TEXT SEGMENT =
Frequent Performance Coaching Sessions Increase Employee Engagement

August 2017

Welcome to “Summertime…and Improving Productivity Is Easy: Eight Ways to Increase Employee Engagement,” a ScottMadden eight-part series. Based on a recent Gallup study,[1] we know that approximately 70% of employees are not engaged at work, resulting in lower job performance and loss of time and money for the organization. Over the next eight weeks, we’ll provide insights on how employee engagement impacts your business outcomes, as well as tangible examples of how you can increase engagement among your employees. Click here to see the complete series.

In the fifth installment of the series, we tap into how strong relationships with an employee’s direct manager can increase engagement.

The Importance of Direct Report Relationships

Eighty-three percent of HR managers feel their performance review process needs to be improved. The annual review process, as commonly practiced, often hinders both employee-manager relationships and employee engagement. This is primarily because managers do not obtain performance data frequently enough to drive meaningful discussions with employees. Employees, in turn, cannot be held accountable for current work and cannot benefit from contemporaneous performance feedback data to make real-time changes in their work behavior. Early adopting firms have replaced annual performance reviews with more frequent performance touchpoints. Frequent and simple performance feedback and coaching sessions can align and guide manager-employee discussions, while simultaneously increasing engagement. These coaching sessions typically contain 5 to 15 close-ended items that remain fixed objectives or goals for extended periods of time. This allows firms to track employee performance data. A simple survey can be used to carry out this process.

DIRECTIVES =
- 1) In the text on performance coaching sessions, what share of HR managers feel their performance review process needs improvement?
- 2) Continue the text on performance coaching sessions from the point where it stops.

SUPPLIED ENTRIES =
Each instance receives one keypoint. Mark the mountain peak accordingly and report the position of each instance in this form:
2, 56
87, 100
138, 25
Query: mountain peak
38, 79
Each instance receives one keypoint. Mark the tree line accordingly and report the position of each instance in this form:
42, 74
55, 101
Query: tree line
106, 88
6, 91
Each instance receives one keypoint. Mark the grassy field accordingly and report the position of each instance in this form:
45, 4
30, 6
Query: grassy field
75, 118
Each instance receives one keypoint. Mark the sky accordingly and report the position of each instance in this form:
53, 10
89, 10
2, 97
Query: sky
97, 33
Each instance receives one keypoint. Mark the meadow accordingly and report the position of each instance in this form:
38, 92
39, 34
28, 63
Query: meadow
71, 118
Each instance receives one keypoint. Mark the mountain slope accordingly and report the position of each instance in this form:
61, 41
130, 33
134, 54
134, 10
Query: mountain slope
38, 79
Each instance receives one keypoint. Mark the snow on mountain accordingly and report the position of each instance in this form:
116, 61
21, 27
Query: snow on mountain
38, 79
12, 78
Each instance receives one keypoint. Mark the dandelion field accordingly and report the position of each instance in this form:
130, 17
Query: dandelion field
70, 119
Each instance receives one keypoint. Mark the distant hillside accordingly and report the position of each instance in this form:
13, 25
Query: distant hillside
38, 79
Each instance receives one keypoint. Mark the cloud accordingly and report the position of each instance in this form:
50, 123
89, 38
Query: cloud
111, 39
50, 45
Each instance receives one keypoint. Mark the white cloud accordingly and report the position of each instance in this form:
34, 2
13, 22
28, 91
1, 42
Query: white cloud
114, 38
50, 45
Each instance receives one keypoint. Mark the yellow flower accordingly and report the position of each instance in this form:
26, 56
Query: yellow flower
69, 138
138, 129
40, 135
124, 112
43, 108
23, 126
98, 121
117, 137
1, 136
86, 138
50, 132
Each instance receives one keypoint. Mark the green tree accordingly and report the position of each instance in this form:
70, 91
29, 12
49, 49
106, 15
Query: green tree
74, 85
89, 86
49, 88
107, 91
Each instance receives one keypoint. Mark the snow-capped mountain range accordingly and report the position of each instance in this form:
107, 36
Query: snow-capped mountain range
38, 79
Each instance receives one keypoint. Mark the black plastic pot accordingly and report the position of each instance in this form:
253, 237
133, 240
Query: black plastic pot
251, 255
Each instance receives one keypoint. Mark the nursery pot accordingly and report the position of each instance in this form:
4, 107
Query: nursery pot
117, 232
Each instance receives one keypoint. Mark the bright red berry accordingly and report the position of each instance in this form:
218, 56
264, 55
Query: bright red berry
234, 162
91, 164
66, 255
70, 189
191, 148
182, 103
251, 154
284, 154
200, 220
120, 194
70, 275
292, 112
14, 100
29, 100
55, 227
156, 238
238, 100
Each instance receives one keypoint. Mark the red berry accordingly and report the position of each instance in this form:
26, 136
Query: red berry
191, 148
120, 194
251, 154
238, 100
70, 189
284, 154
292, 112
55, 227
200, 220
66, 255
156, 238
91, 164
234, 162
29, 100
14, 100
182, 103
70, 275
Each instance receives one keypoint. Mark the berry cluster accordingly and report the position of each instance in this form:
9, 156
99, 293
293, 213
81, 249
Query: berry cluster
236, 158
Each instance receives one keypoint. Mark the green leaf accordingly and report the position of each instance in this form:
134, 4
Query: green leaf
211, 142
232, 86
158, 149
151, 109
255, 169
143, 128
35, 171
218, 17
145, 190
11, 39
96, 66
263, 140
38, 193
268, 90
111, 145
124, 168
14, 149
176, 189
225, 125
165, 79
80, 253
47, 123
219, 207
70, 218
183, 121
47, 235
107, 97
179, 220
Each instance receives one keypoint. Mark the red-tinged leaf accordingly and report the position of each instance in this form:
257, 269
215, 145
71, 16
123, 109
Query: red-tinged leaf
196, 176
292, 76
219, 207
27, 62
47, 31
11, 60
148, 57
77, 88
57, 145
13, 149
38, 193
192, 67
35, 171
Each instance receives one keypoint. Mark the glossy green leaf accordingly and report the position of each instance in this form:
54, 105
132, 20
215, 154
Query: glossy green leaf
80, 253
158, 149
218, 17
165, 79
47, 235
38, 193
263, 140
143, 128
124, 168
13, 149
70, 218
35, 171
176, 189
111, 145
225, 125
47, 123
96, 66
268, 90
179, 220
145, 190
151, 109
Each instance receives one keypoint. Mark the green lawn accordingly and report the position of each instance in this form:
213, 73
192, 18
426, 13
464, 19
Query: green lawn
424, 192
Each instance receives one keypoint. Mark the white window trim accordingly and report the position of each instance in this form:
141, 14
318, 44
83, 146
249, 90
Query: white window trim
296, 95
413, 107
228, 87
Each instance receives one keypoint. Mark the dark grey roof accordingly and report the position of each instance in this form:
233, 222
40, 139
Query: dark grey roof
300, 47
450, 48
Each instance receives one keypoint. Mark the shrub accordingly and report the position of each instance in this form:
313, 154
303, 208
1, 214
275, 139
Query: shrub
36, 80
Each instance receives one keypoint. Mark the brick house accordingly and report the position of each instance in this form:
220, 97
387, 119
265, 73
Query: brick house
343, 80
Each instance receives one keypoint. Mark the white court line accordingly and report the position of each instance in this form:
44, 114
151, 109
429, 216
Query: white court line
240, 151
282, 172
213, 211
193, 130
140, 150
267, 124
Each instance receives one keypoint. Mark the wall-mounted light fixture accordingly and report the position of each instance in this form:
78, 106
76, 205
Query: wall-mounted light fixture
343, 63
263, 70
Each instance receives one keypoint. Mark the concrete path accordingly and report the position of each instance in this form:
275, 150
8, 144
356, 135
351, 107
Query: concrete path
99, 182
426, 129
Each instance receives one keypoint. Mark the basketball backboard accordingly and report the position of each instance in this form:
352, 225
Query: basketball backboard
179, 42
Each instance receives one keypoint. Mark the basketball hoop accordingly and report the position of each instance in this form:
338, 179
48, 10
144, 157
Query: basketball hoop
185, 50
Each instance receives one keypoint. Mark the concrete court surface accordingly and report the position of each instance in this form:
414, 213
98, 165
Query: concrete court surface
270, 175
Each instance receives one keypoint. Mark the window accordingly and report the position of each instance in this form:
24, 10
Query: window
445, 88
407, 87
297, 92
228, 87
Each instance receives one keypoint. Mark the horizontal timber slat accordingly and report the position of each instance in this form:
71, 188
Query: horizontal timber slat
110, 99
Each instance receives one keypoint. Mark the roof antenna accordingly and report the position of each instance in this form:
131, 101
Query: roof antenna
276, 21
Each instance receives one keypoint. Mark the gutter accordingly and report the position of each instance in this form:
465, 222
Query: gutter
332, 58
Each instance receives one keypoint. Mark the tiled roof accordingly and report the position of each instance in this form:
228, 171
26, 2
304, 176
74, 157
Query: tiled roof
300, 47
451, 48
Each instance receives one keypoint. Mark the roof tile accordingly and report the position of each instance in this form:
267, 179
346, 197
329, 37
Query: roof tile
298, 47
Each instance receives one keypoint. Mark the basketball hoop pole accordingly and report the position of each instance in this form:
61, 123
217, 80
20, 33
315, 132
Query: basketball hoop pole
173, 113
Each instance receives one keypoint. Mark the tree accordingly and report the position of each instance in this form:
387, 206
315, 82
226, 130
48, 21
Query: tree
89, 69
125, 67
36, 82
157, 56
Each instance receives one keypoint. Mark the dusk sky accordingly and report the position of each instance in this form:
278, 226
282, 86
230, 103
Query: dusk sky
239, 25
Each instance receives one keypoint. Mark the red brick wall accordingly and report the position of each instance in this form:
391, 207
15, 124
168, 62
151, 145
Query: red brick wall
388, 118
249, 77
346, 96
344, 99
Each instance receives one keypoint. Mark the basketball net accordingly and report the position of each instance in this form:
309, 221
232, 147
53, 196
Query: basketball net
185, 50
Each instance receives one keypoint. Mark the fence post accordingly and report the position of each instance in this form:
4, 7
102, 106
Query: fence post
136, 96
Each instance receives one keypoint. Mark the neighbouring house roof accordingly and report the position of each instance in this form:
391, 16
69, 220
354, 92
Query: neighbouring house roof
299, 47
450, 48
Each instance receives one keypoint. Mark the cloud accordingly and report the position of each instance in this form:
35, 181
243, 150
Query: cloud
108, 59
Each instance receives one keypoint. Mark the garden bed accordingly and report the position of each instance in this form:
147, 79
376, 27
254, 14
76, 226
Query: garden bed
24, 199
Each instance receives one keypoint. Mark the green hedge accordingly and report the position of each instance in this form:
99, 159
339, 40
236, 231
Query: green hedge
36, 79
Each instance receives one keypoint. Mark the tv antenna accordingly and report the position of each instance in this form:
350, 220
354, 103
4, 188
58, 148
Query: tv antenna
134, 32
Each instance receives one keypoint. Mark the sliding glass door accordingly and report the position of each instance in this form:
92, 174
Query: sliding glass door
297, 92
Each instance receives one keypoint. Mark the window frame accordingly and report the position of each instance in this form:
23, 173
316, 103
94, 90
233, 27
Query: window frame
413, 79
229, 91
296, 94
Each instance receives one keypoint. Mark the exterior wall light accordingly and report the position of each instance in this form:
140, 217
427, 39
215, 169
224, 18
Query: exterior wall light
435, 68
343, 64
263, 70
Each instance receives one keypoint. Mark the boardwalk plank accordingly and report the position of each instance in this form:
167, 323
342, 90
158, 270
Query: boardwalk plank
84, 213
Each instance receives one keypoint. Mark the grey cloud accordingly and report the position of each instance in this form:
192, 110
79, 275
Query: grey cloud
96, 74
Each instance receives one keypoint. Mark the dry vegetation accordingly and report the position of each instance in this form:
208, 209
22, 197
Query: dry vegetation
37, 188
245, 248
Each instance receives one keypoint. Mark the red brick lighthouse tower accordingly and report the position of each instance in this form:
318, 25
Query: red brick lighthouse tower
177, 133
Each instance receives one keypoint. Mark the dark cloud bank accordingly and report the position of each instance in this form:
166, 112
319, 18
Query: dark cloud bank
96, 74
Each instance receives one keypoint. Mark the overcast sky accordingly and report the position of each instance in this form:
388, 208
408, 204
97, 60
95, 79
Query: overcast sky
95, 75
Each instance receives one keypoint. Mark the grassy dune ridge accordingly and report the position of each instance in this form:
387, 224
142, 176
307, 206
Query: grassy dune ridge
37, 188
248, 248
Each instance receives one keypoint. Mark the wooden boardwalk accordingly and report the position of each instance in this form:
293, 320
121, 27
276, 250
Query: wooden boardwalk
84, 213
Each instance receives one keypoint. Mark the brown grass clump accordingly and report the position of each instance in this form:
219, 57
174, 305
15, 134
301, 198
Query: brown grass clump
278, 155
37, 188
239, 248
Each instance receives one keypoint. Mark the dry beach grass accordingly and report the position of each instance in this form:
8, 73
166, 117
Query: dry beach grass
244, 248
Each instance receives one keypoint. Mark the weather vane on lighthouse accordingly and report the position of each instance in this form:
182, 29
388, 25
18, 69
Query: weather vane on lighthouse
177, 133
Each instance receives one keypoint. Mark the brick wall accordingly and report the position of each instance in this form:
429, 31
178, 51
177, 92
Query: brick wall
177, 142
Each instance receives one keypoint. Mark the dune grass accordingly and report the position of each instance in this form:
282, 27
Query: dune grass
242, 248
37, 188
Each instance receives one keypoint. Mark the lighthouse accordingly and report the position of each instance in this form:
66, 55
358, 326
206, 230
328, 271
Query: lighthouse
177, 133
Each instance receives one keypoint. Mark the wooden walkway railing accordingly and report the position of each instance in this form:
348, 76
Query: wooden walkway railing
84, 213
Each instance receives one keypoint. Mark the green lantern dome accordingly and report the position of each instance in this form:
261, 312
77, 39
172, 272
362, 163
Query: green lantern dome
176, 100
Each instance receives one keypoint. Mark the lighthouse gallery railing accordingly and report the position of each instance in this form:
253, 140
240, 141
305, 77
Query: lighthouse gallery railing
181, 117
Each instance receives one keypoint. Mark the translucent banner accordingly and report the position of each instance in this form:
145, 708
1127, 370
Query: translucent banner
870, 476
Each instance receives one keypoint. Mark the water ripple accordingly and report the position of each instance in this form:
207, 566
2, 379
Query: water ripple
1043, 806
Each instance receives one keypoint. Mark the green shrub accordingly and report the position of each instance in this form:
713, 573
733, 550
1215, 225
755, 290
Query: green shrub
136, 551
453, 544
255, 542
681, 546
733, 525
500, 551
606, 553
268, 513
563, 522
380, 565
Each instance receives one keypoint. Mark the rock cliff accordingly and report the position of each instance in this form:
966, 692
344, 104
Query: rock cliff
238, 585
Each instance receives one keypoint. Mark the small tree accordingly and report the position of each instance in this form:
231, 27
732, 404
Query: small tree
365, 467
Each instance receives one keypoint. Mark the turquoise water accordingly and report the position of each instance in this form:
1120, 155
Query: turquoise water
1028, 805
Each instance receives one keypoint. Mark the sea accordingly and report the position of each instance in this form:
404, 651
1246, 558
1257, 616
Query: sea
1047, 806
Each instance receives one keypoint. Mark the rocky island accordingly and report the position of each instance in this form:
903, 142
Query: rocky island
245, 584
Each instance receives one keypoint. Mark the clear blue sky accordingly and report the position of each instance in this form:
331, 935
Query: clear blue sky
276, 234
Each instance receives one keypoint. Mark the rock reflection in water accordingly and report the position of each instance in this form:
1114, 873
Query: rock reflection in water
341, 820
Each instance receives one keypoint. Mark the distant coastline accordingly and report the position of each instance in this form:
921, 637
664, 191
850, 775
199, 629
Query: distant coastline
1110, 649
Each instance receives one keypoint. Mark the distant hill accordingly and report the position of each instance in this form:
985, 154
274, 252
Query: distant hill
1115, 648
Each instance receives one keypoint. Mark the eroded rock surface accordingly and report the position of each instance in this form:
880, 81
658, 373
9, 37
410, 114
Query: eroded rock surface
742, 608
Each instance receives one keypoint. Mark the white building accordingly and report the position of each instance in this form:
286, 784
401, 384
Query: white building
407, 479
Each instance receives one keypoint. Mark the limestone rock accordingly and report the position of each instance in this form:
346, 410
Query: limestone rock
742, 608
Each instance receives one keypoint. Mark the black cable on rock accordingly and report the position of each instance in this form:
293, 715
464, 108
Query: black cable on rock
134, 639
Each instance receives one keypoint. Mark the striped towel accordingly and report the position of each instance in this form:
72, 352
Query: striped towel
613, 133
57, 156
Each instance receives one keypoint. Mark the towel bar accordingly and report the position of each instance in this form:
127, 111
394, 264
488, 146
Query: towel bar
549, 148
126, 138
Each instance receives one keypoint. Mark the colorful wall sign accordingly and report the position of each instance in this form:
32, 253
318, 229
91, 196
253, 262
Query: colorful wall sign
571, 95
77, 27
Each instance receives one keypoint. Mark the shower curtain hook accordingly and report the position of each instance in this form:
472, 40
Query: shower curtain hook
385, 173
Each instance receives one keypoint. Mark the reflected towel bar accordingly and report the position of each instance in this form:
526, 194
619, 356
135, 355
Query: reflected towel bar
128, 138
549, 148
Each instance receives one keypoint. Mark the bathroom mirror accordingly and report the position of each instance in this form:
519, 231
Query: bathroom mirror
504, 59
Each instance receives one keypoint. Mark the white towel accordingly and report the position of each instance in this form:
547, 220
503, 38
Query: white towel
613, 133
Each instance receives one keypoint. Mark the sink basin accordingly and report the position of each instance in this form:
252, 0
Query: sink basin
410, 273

OUTPUTS BY TASK =
- 1) Eighty-three percent.

- 2)
Coaching Approach

One specific approach is having managers, on a weekly basis, dedicate approximately 30 minutes to check-in with each employee. If a manager oversees six to eight employees, this is a three- to four-hour weekly time commitment. While this may seem frequent and time consuming, this equates to only 10% of a manager’s time, which is time well spent that truly affects employee performance (i.e., the essence of managing). Numerous studies have demonstrated the importance of manager involvement in reviewing current projects, assisting in goal setting, and assessing accountability:

  • Employees are seven times more likely to engage when they feel their direct manager is acutely aware of their current task or project
  • Employees are 17 times more likely to engage when their managers assist with goal setting
  • Sixty-nine percent of employees are likely to disengage when managers do not hold them accountable

Opportunities Exist to Improve Listening and Communication

Eliminating the once-per-year annual performance review and moving toward structured, recurring performance feedback coaching sessions, including appropriate manager follow-up to ensure accountability, inexpensively improves the review process and directly increases employee engagement. In turn, increased employee engagement has been shown to yield positive, firm performance. Productivity increases by 21%, while profitability increases by 22%, when employees are engaged. With only 13% of employees engaged worldwide[2], a huge opportunity exists for employers of all types and companies of all sizes to improve engagement and productivity with minimal investment.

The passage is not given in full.